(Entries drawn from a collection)
++++++++
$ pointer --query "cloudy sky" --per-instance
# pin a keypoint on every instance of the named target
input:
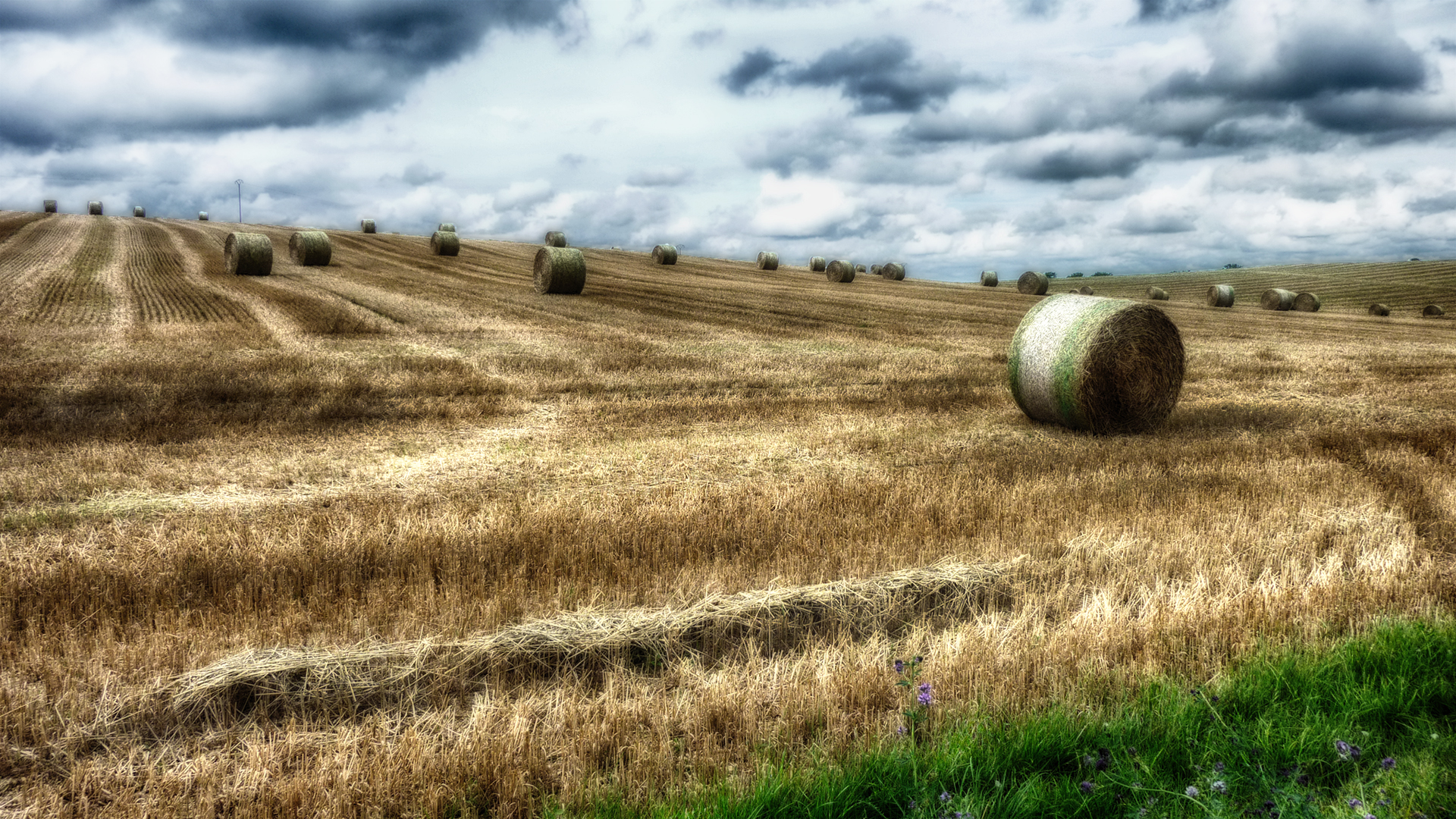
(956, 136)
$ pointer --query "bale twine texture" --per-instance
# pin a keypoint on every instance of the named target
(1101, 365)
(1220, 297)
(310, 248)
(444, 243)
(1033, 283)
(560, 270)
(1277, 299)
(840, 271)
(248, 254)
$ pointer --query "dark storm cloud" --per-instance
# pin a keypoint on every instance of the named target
++++++++
## Goal
Put every line of the records above into a numbered list, skipping blank lines and leaving the pictures out.

## Output of the exercise
1. $ pointer --query "cloudy sky" --per-instance
2. # pin a keypoint on every instance of the named target
3. input:
4. (956, 136)
5. $ pointer --query "bale twine texture" --per-instance
6. # pin a keypoint on every instance of the named target
7. (1101, 365)
8. (1220, 297)
9. (310, 248)
10. (444, 243)
11. (1033, 283)
12. (560, 270)
13. (1277, 299)
14. (840, 271)
15. (248, 254)
16. $ pointer --query "dark storm cloud" --per-instance
17. # pin a keypoint on every instance of the named target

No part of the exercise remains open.